• _Task requirements_
a) Edit the passage of the COTI text starting at "The approach differs" and ending at "to be demonstrated.", and give it again with "theoretical advantages" replaced by "potential advantages".
b) Find every line in the rows below that contains the string "body" and copy each one out. Case counts.

• _Text_

»»

Overview
COTI (Currency of the Internet) launched in 2019 as a DAG-based payment infrastructure protocol designed for enterprise and merchant payment processing. The original vision was a high-throughput payment network that could handle mainstream transaction volumes with low fees, positioned as an alternative to traditional payment rails. COTI partnered with Cardano to develop the Djed algorithmic stablecoin and operated the COTI payment gateway for merchants.
In 2023-2024, COTI announced a significant strategic pivot: COTI V2, a privacy-focused Layer 2 on Ethereum that uses garbled circuits for confidential computation. The new direction targets privacy-preserving DeFi, confidential tokens, and private smart contracts — addressing the growing demand for on-chain privacy without the regulatory stigma of privacy coins.
The pivot is both COTI's biggest opportunity and biggest risk. The original payment network never achieved meaningful adoption, and the team is now competing in a new domain (privacy infrastructure) against established projects (Secret Network, Oasis, Aztec) with deeper expertise. The garbled circuits approach is technically interesting but unproven at scale in a blockchain context.
Technology
COTI V2: Garbled Circuits
COTI V2's core innovation is the use of garbled circuits — a cryptographic technique from secure multi-party computation (MPC) — for on-chain privacy. Garbled circuits allow two or more parties to jointly compute a function on their private inputs without revealing those inputs to each other. In the COTI V2 context, this enables confidential transactions, private token balances, and encrypted smart contract execution on an Ethereum L2.
The approach differs from ZK-based privacy (Aztec, Zcash) and TEE-based privacy (Secret Network, Oasis). Garbled circuits have theoretical advantages in computational expressiveness but face challenges in efficiency and communication overhead. Whether this approach can achieve practical performance at scale remains to be demonstrated.
Original COTI Network
The original COTI network used a DAG (Directed Acyclic Graph) structure with a Trust Score mechanism for transaction validation. Nodes accrued trust scores based on historical behavior, and transactions required validation from nodes meeting certain trust thresholds. The MultiDAG protocol supported multiple tokens on the same DAG structure. While technically interesting, the original network's adoption remained limited.
Migration Path
The COTI V2 migration involves transitioning from the original DAG-based network to an Ethereum L2. The COTI token migrates from the original network to Ethereum. This is a fundamental architectural change — not an incremental upgrade — which carries significant execution risk.
Security
Garbled Circuit Security
Garbled circuits are a well-studied cryptographic primitive with proven security properties in academic research. However, their application in a blockchain context is novel. The security of COTI V2 will depend on the correct implementation of the garbled circuit protocols, the Ethereum L2 infrastructure, and the interaction between confidential and public state.
Audit Status
COTI V2's smart contracts and privacy infrastructure are undergoing audits as part of the development process. The original COTI network contracts were audited, but the entirely new V2 architecture requires fresh security validation. Given the complexity of privacy-preserving computation, thorough auditing is critical.
Operational Track Record
The original COTI network operated without major exploits, though the limited value secured made it a low-incentive target. COTI V2 is too early-stage to have a meaningful security track record.

««

• _Dataset entries_
»»

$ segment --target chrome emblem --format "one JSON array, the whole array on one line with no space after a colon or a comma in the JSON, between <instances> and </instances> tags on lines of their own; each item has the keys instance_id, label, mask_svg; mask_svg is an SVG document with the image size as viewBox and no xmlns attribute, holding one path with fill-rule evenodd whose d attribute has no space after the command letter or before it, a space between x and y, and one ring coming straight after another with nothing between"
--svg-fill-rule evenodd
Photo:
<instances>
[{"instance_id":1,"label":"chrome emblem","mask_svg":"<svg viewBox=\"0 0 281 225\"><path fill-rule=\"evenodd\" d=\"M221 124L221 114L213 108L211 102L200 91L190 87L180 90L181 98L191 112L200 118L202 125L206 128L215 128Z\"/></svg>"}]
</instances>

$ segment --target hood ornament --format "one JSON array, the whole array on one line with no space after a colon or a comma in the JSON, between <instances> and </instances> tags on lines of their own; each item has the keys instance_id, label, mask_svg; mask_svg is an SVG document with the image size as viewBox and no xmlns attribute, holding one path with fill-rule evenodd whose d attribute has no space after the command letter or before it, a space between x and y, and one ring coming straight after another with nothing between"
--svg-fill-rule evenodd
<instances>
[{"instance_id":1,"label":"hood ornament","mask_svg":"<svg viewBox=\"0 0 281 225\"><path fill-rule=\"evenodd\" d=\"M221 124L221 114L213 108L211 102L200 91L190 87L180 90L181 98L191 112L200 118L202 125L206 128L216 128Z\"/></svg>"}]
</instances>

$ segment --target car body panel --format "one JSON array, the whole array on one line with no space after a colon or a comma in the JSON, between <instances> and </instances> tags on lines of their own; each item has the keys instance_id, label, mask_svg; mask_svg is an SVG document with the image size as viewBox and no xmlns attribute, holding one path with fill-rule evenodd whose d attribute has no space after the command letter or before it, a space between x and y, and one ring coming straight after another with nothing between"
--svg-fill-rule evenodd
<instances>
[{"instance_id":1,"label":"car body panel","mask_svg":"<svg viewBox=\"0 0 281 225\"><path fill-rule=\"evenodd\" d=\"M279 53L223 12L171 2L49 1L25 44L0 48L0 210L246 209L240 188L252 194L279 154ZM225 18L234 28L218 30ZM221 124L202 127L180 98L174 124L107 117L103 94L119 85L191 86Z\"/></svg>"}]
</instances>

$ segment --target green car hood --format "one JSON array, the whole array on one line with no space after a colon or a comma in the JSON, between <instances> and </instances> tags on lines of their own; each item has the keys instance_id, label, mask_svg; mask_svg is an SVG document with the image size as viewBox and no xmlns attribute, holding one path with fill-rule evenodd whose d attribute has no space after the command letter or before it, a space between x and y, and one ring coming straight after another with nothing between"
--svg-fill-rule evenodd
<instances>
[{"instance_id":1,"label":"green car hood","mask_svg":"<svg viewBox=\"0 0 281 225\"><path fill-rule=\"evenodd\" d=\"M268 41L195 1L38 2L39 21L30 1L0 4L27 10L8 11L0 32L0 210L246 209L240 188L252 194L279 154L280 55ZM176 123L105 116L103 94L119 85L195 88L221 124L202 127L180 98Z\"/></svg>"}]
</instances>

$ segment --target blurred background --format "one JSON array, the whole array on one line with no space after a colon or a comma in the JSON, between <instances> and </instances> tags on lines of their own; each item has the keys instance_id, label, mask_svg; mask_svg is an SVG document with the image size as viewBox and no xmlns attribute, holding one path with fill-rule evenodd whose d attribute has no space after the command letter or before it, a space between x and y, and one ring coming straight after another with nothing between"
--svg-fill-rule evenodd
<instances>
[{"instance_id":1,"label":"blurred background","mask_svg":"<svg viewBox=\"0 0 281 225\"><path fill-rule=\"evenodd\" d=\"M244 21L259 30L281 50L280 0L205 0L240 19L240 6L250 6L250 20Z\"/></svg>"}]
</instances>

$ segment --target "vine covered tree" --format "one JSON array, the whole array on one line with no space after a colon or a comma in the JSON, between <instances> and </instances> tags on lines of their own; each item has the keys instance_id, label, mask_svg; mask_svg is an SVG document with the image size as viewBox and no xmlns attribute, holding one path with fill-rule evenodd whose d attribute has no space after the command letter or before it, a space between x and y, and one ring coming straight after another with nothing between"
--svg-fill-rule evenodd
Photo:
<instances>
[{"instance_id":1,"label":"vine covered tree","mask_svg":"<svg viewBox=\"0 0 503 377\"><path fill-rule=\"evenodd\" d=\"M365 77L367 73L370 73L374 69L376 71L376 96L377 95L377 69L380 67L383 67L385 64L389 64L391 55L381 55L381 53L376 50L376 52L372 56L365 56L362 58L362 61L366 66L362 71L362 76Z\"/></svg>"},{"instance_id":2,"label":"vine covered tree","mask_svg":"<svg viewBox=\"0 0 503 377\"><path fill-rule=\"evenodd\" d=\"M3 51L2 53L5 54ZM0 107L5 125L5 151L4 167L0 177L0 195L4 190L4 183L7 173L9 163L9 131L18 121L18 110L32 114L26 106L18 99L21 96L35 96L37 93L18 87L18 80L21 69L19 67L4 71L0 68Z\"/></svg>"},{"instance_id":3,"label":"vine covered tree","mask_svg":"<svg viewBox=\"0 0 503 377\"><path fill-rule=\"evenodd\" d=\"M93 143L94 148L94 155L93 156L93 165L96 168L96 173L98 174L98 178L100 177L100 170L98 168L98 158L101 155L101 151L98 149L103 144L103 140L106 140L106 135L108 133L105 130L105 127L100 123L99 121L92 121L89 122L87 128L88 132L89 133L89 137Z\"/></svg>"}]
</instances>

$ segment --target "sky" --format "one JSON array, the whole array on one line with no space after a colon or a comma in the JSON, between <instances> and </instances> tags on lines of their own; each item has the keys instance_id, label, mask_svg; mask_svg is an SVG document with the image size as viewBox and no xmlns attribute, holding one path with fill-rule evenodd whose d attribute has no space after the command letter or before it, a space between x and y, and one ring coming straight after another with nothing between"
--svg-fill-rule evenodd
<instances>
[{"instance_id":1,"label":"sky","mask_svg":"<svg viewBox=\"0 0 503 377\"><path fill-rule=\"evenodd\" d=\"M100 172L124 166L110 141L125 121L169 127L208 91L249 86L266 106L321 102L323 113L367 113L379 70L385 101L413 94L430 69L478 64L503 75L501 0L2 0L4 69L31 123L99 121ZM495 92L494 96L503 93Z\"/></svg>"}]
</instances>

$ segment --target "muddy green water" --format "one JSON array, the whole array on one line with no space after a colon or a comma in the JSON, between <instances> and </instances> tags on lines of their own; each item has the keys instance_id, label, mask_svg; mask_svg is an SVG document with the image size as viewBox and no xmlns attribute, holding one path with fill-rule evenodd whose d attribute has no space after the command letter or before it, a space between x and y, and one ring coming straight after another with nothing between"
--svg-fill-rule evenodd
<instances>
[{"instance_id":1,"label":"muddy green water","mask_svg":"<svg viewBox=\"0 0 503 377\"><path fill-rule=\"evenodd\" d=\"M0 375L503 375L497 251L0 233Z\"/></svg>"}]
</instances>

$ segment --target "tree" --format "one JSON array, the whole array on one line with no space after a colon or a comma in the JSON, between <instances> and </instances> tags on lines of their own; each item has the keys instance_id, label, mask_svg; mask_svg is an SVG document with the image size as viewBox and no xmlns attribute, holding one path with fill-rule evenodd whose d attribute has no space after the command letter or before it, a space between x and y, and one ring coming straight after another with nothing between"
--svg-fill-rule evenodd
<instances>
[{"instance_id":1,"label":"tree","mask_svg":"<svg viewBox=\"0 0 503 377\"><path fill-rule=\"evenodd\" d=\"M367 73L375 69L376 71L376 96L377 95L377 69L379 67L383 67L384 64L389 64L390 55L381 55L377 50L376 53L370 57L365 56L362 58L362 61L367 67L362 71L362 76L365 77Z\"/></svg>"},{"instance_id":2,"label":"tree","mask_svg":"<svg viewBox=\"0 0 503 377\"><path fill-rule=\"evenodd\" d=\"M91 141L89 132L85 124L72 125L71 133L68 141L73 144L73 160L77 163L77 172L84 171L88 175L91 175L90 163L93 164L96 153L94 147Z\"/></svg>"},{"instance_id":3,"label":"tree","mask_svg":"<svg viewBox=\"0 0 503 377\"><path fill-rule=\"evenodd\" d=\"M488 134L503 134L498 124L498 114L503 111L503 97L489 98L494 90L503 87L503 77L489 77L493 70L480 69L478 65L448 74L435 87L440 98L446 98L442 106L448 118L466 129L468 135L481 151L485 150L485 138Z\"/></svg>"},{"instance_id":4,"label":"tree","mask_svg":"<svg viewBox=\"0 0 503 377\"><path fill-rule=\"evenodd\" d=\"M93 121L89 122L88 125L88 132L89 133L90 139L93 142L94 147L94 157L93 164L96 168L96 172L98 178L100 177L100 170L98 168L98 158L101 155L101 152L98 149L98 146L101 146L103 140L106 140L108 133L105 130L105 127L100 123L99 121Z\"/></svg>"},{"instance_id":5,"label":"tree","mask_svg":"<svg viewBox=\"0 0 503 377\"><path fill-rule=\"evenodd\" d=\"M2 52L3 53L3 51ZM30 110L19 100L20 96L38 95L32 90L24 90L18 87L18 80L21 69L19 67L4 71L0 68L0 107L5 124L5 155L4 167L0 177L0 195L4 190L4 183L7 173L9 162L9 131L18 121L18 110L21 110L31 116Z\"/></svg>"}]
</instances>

««

• _Final answers_
a)
The approach differs from ZK-based privacy (Aztec, Zcash) and TEE-based privacy (Secret Network, Oasis). Garbled circuits have potential advantages in computational expressiveness but face challenges in efficiency and communication overhead. Whether this approach can achieve practical performance at scale remains to be demonstrated.

b)
$ segment --target car body panel --format "one JSON array, the whole array on one line with no space after a colon or a comma in the JSON, between <instances> and </instances> tags on lines of their own; each item has the keys instance_id, label, mask_svg; mask_svg is an SVG document with the image size as viewBox and no xmlns attribute, holding one path with fill-rule evenodd whose d attribute has no space after the command letter or before it, a space between x and y, and one ring coming straight after another with nothing between"
[{"instance_id":1,"label":"car body panel","mask_svg":"<svg viewBox=\"0 0 281 225\"><path fill-rule=\"evenodd\" d=\"M279 53L223 12L171 2L49 1L25 44L0 48L0 210L246 209L240 188L252 194L279 154ZM225 18L234 28L218 30ZM221 124L202 127L180 98L174 124L107 117L103 94L119 85L191 86Z\"/></svg>"}]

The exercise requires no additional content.